Copy the data below exactly, omitting any picture it contains.

Source records
····················
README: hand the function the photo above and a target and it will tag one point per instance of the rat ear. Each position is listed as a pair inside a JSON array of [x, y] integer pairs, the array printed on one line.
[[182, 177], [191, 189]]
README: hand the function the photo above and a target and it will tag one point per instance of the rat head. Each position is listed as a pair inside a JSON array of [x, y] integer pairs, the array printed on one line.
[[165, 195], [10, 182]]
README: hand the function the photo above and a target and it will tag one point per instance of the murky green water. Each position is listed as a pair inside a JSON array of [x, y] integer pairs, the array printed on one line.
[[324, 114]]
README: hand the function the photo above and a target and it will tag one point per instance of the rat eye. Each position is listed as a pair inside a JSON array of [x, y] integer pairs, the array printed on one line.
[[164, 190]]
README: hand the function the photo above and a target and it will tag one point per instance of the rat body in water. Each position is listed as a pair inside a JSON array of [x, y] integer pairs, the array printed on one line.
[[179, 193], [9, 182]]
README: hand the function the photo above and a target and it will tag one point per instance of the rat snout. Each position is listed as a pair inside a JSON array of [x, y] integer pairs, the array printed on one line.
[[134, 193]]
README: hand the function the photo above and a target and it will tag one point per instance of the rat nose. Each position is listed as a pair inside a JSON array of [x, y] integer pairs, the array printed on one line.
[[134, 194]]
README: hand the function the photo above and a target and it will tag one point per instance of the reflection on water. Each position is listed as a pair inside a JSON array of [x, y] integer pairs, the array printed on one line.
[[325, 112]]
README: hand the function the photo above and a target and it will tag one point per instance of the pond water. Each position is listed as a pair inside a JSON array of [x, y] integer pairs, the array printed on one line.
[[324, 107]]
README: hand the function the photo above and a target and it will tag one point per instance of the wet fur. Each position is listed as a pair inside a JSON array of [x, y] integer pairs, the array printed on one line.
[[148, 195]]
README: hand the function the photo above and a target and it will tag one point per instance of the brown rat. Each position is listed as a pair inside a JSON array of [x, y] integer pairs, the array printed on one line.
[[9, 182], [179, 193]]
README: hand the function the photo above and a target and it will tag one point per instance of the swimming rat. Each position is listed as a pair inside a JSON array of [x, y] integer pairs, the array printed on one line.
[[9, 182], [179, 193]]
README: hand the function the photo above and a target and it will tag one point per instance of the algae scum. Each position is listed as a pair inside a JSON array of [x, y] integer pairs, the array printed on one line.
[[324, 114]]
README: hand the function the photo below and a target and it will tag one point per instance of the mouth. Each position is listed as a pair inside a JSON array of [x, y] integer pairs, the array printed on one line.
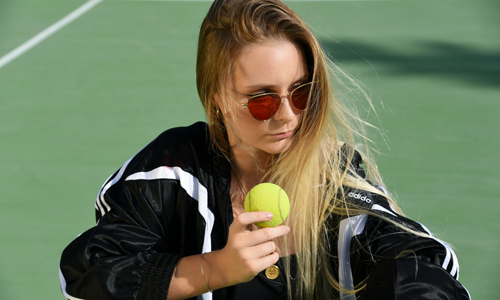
[[283, 135]]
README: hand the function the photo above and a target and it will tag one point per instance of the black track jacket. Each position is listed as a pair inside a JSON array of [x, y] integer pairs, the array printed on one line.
[[172, 200]]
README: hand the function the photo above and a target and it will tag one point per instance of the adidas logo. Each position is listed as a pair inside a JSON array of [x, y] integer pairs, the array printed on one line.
[[360, 197]]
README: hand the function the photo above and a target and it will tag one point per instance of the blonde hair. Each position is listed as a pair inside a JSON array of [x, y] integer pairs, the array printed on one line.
[[311, 170]]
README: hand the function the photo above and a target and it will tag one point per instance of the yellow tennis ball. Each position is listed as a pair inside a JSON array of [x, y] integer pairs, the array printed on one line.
[[268, 197]]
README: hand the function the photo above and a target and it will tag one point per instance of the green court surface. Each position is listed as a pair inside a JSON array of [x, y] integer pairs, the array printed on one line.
[[79, 104]]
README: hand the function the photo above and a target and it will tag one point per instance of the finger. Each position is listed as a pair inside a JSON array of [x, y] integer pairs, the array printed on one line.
[[264, 262], [247, 218], [259, 251], [268, 233]]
····················
_EXERCISE SOLUTION_.
README: hand the function the photo above and a target and it will tag one point per instance of the rat ear. Each position is listed as a pair inside a JSON array of [x, y] integer pairs, the array printed on one line.
[[182, 177], [191, 189]]
README: hand the function the photo above and a target and it will tag one point per instance of the rat head. Each position is listed as a pair inside a JSON array of [x, y] integer pairs, the array printed on one line.
[[165, 195], [10, 182]]
README: hand the function the photo above and a target and it will tag one point per instance of the murky green water. Each position is listed as a pair inside a JSON array of [x, y] integer pairs, the array printed on one line.
[[324, 114]]
README: hand the function the photo above and a target and it will tag one point per instance of the rat eye. Each position is listed as a pair inside a JSON array of [x, y] integer pairs, the array printed on one line.
[[164, 190]]
README: hand the function the photo above and a target and it will tag one point per instance of the rat body in water. Each position is listed as a pair inside a JSON array of [x, y] integer pairs, the array printed on one line.
[[179, 193], [9, 182]]
README: hand the function the photo above and a target and it will tag one point per instance of the rat snout. Each position is listed as a pair inside a JSON array of [x, y] integer pairs, the array printed on one line.
[[134, 193]]
README: hand the function the photo above and a target and it will tag one point per instance of the rat nose. Each position is listed as a pair inside a JSON array of [x, y] integer pairs, the array printed on one line.
[[134, 194]]
README: hand the function the photo above and a target and it will tag one point per instance of the reflection on water. Each position is listed as a pair inside a JSON array of [x, y] integer pairs, the array printed on one line.
[[325, 112]]
README: hand the function the photo above and a target and it will tag one point per instance of the pond water. Each position is listed as a pair inside a JSON array of [x, y] integer pairs, the array printed on one line.
[[324, 107]]
README: hand the function the photo above and a target and it will tag one point per instance of the wet fur. Each position is listed as a pair inside a JSON array of [x, y] integer pairs, the array printed on one line.
[[148, 195]]
README: hand the function the photo above and a target and it will tag one point per instance of the brown rat. Each position is listed as a pair inside a JSON array of [x, y] integer pairs, the array printed on one line.
[[9, 182], [179, 193]]
README: hand the function the photo above and a target and it will tag one point per instance of the swimming rat. Each position is listed as a pair inside a JSON array of [x, y] integer pairs, the array printed on one line.
[[9, 182], [179, 193]]
README: hand the function the photo above and a target and it will tag one point per instance of the algae scum. Each position is listed as a pair inside a JSON array of [x, y] integer pairs, the array printed on one line.
[[324, 114]]
README: hand the function the photo below and a target and it will tag one point per instance of the mouth. Each position is listed as a pair inside a JSON array of [x, y] integer pairs, the array printed on one line.
[[283, 135]]
README: hand the function the photo above and a target and it will tag one point per instance of the black track jacket. Each position is listed as a pair inside a JSON array of [x, y] integer pairs, the array printed on one line.
[[172, 200]]
README: hand the function the photo above and a target and it will tag one point per instance of the adidas logo. Each position is listed as a pair inside a JSON array of [x, y] integer pairs, the array printed on one line.
[[360, 197]]
README: hand the function the photo above and a target and it will tag one point per instance of the blonde hair. Each position is listed as a pair inside a JSON array of [x, y] integer pairs, the array printed on one line.
[[311, 170]]
README: hand the function the photo above and a target and it will tag one point per instance of the yellow tennis ball. Each position is listed as a pair inside a JSON array of [x, y] integer pairs, the array printed on one line.
[[268, 197]]
README: hand the function the photo above and a target and it will tag one point per instance of the green court surface. Each position is listed as a pair inside a JSON array of [x, y] integer pairs, the array printed on one line.
[[79, 104]]
README: hand the function the photo above and a target and it will tag one point per instance of the finger. Each position is listed as a pair inside a JSON array of [x, y] integer pairs, the array printed on one line.
[[264, 262], [247, 218], [259, 251], [268, 233]]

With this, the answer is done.